**Work to be completed:**
The data below is to be transcribed word for word; pictures are to be excluded.

(Referring expression data)
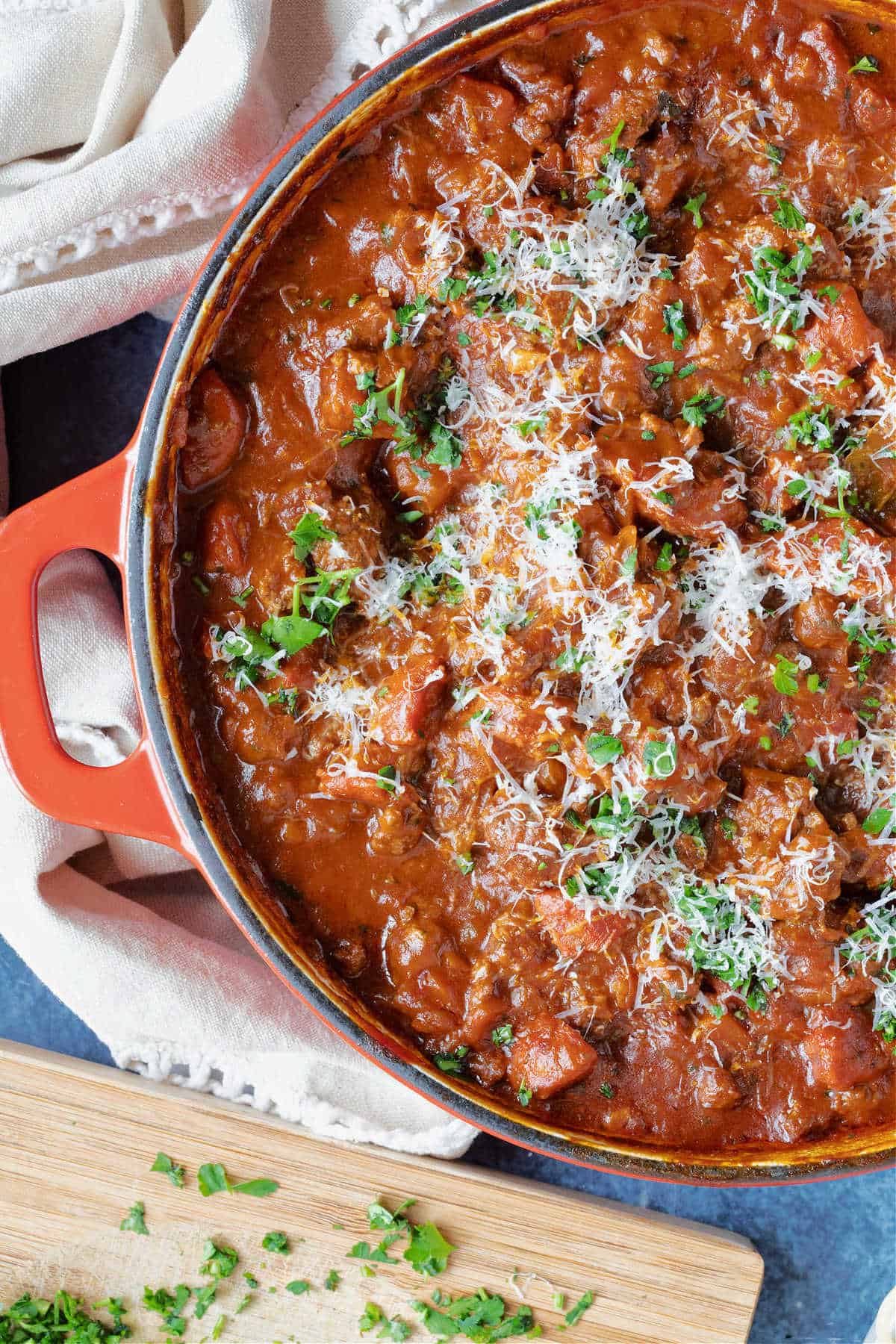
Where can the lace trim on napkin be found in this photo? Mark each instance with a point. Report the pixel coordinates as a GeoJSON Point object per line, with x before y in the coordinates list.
{"type": "Point", "coordinates": [385, 30]}
{"type": "Point", "coordinates": [200, 1071]}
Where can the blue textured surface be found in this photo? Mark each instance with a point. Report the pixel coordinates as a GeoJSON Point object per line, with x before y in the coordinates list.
{"type": "Point", "coordinates": [829, 1249]}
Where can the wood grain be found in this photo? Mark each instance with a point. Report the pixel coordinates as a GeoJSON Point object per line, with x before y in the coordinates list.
{"type": "Point", "coordinates": [77, 1142]}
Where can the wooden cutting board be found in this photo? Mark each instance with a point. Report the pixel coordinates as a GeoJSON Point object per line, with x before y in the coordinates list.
{"type": "Point", "coordinates": [77, 1142]}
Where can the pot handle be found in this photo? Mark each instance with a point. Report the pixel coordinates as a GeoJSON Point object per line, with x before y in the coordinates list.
{"type": "Point", "coordinates": [128, 799]}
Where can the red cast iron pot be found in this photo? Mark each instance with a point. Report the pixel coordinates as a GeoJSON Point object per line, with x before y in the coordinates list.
{"type": "Point", "coordinates": [125, 510]}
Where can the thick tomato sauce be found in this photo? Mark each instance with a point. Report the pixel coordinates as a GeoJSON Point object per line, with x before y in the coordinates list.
{"type": "Point", "coordinates": [535, 571]}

**Written response:**
Where can the lace trim on napkin be found in this photo? Mark each instance with a point. Report the pixel coordinates as a GeoJSON Point object per line, with x before y in the coordinates list.
{"type": "Point", "coordinates": [385, 30]}
{"type": "Point", "coordinates": [200, 1071]}
Where can the blue textured surface be found in this photo? Mark each instance with a point. Report the pixel coordinates as a GeoJSON Point object per line, with x before y in the coordinates list.
{"type": "Point", "coordinates": [829, 1249]}
Where can the wood grain be found in this photo? Mark each instance with a point. Report the pixel coordinates as a GeoJSON Point object per line, with x before y in the coordinates list.
{"type": "Point", "coordinates": [77, 1142]}
Where can the wooden cutting board be found in this photo? Mark each instance with a point. Report the pixel coordinates as a GeoJSON Point object per line, with x before y in the coordinates list.
{"type": "Point", "coordinates": [77, 1142]}
Where can the pot handle be found in this photo? Mark each instance with a point. Report the pixel coordinates as a GeoJSON Point object per line, with x before y in the coordinates list.
{"type": "Point", "coordinates": [128, 799]}
Where can the red cast iron pot be found in this photo? Mark each instance with a point. Report the pixel coordinates as a GeoJSON Point object per line, with x before y in the coordinates list.
{"type": "Point", "coordinates": [125, 510]}
Where can the thick tomato sauce be found in this photo? Mark each instance with a point. Report the pixel coordinates as a GeoJSON Point object per line, with x before y in the coordinates list.
{"type": "Point", "coordinates": [535, 571]}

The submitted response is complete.